* start Excerpt *

Being called, Enoch shrank back in fear and pleaded his unfitness, protesting among other things that he was “but a lad,” although sixty-five years old at the time! (Moses 6:31.) How is that strange anomaly to be explained? Joseph Smith could have known of none of the writings below which also deal with it. Where did he get the idea? Certainly not from apocryphal sources, although it appears not uncommonly in them. Just a few examples:
Gorion, Sagen der Juden, 1:294f: The Metatron has 70 names, but the King calls me “the Lad.” Why? 296. Because I act in the capacity of one who was before me, even Enoch, who was called “the Lad” 297. because he was the youngest of the hosts.
Migne, Dictionnaire des Apocryphes, 1:165. Enoch: “I heard my brothers say when I was small how wicked the world is; how then can I all alone achieve anything? If only my brothers were here I could ask them! Yet youthful though I am, I am still older than my brothers, though the last to come into this world. …”
Beit ha-Midrasch, 5:172: “… I am small [qatan, young] in the midst of them [The Watchers, of vast age, to whom he was sent], and am but a lad among them in days and months and years; in view of which they call me ‘Lad.’”

* end Excerpt *
* start Information supplied *

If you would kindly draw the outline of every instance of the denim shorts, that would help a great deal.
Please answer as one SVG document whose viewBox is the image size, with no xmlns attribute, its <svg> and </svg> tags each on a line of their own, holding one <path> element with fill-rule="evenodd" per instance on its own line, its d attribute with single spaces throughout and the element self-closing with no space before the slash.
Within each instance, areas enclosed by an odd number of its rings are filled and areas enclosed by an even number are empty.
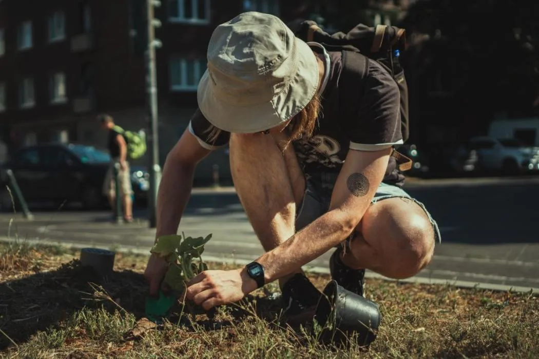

* end Information supplied *

» Exercise directions
Write the next part of the passage on Enoch calling himself "but a lad," starting right after its last sentence.

» Written response
Jewish Encyclopedia, 8:519: “In the Hebrew writings and the Apocrypha” Enoch is represented as a young man, “since both sources represent him as a youth”—nobody knows why.
Zohar, Behalah 66b: “They saw the light of the Shekhinah, namely him who is called ‘the Youth’ [or Lad] Metatron-Enoch, who ministers to the Shekhinah in the heavenly sanctuary and the paved world of sapphir rock [Stone of Truth].” (See also Ex. 24:10.)
Migne, Dictionnaire des Apocryphes, 1:237: Enoch’s grandfather, being called on a mission in the same way, made the same objection. When Adam sent the heavenly messengers to him with a mission call, “Seth said: ‘O good teacher, for barely eight years [!] have I been in this world … I have not yet worn the male tiara [the round cloth cap of Ex. 28:40] nor borne the sword. Go back to Adam who is over 1,000 years old and tell him these things.’ But they said: ‘Seth, we have already told these same truths to your father Adam. He has been through all this.’” Then the winds bore Seth on high [as they later do Enoch], and he sat on the Throne of Light.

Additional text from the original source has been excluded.